Start of Block
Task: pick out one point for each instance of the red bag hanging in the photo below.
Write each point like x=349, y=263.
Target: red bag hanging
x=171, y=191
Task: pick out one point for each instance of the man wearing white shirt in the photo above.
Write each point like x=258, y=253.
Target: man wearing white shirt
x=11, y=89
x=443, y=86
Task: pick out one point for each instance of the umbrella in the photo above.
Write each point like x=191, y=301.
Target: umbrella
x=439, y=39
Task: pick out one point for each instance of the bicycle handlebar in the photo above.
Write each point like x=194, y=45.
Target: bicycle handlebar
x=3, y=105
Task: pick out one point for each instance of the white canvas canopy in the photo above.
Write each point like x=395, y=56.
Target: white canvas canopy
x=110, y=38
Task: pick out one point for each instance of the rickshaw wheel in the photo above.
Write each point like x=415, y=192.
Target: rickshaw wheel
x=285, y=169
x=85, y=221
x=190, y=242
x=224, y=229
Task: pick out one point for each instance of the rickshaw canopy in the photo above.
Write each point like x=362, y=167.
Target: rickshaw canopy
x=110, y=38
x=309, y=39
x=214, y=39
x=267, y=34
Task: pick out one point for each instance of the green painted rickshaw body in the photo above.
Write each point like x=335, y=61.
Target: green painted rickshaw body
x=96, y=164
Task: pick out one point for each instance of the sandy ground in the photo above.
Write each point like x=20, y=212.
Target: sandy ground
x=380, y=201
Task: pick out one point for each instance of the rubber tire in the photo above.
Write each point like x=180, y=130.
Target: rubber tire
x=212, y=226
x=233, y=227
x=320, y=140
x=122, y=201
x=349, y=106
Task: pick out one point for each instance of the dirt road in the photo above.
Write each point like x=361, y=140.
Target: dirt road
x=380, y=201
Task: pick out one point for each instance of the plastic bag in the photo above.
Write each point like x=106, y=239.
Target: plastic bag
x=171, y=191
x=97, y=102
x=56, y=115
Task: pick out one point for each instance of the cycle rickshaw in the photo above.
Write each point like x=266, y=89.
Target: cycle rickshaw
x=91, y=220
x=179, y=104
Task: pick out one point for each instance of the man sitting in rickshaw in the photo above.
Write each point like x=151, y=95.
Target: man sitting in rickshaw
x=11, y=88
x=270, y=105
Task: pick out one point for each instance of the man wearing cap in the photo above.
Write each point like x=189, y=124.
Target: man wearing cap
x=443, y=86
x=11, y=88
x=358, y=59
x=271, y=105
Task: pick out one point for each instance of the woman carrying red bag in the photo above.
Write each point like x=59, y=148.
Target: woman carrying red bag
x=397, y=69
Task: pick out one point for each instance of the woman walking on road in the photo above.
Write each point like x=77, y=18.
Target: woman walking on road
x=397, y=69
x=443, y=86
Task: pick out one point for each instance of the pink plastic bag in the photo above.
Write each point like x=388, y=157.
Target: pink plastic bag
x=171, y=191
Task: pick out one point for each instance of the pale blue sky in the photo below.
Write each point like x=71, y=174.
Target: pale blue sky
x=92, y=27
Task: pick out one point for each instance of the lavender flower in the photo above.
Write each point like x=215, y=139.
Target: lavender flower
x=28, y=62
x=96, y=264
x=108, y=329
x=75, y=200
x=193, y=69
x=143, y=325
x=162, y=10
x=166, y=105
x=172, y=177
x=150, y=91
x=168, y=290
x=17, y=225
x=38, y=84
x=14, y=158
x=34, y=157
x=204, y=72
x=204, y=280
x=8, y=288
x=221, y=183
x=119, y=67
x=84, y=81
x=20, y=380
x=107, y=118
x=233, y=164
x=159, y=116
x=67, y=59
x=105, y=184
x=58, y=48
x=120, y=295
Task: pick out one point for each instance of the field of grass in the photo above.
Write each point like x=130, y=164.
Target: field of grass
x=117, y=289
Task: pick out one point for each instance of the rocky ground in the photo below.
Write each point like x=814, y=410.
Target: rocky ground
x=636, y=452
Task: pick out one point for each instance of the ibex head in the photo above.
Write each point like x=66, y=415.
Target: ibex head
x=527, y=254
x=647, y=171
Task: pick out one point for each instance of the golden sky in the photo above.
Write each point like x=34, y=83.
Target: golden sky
End of Block
#### REQUIRED WORK
Transcribe every line above, character for character.

#### SOLUTION FOR THIS PROBLEM
Task: pick out one point for each instance of the red bag hanging in the photo below.
Write each point like x=349, y=263.
Target: red bag hanging
x=171, y=191
Task: pick out one point for each instance of the man wearing white shirt in the photo above.
Write each point like x=258, y=253.
Target: man wearing white shirt
x=11, y=89
x=443, y=86
Task: pick out one point for each instance of the umbrella in the photo above.
Write each point like x=191, y=301.
Target: umbrella
x=439, y=39
Task: pick out one point for each instance of the bicycle handlebar in the photo above.
Write each point like x=194, y=45.
Target: bicycle handlebar
x=3, y=105
Task: pick out one point for each instance of the white canvas canopy in the photo above.
Write each point like x=395, y=56.
Target: white canvas canopy
x=110, y=38
Task: pick out one point for each instance of the rickshaw wheel in the photo above.
Write each point like x=415, y=192.
Target: rickshaw wheel
x=285, y=169
x=85, y=221
x=190, y=242
x=224, y=229
Task: pick out one point for each instance of the rickshaw canopy in the photo above.
Write each point like x=362, y=167.
Target: rickshaw canopy
x=110, y=38
x=309, y=39
x=214, y=39
x=267, y=34
Task: pick out one point for each instance of the green painted rickshaw body in the photo above.
Write each point like x=335, y=61.
Target: green painted rickshaw body
x=96, y=164
Task: pick out one point for each instance of the sandy ground in the photo above.
Write each point like x=20, y=212.
Target: sandy ground
x=380, y=201
Task: pick out one point for each instance of the rubber tire in the photo above.
Write each point like x=180, y=130.
Target: rubber tire
x=212, y=226
x=233, y=227
x=320, y=140
x=122, y=201
x=349, y=106
Task: pick out one point for each instance of the dirt road in the photo above.
Write each point like x=361, y=140.
Target: dirt road
x=380, y=201
Task: pick out one point for each instance of the plastic bag in the photo above.
Write each point like x=106, y=239.
Target: plastic bag
x=171, y=191
x=97, y=102
x=56, y=115
Task: pick out one point for each instance of the cycle rickshaw in the photo above.
Write each point like x=266, y=89.
Target: cycle rickshaw
x=91, y=220
x=179, y=104
Task: pick out one point for each instance of the man sitting in rickshaw in the photo above.
Write each point like x=151, y=95.
Target: man sitting in rickshaw
x=11, y=88
x=270, y=105
Task: pick out one point for each instance of the man wearing cap in the photo above.
Write each point like x=189, y=124.
Target: man wearing cap
x=443, y=86
x=11, y=88
x=358, y=59
x=271, y=105
Task: pick out one point for each instance of the woman carrying red bag in the photo above.
Write each point like x=59, y=148.
Target: woman carrying red bag
x=397, y=69
Task: pick out one point for each instance of the woman walking on road in the photo above.
Write each point like x=77, y=18.
Target: woman walking on road
x=397, y=69
x=443, y=86
Task: pick out one point for each instance of the pink plastic bag in the photo above.
Write each point like x=388, y=157.
Target: pink plastic bag
x=171, y=191
Task: pick out one point for each instance of the pale blue sky in the photo below.
Write each point like x=71, y=174.
Target: pale blue sky
x=92, y=27
Task: pick out one point for each instance of the lavender flower in the photo above.
Write each point like x=215, y=139.
Target: lavender flower
x=28, y=62
x=96, y=264
x=108, y=329
x=75, y=200
x=193, y=69
x=143, y=325
x=162, y=10
x=166, y=105
x=172, y=177
x=150, y=91
x=168, y=290
x=17, y=225
x=38, y=84
x=14, y=158
x=34, y=157
x=204, y=72
x=204, y=280
x=8, y=288
x=221, y=183
x=119, y=67
x=84, y=81
x=20, y=380
x=107, y=118
x=233, y=164
x=159, y=116
x=67, y=59
x=105, y=184
x=58, y=48
x=120, y=295
Task: pick out one point for each instance of the field of grass in the photo above.
Write each point like x=130, y=164.
Target: field of grass
x=117, y=289
Task: pick out one point for each instance of the rocky ground in the photo below.
Write each point like x=814, y=410.
Target: rocky ground
x=636, y=452
Task: pick out one point for each instance of the ibex head in the photo above.
Write each point like x=66, y=415.
Target: ibex head
x=527, y=254
x=647, y=171
Task: pick out one point for each instance of the golden sky in the photo above.
Write each point like x=34, y=83.
Target: golden sky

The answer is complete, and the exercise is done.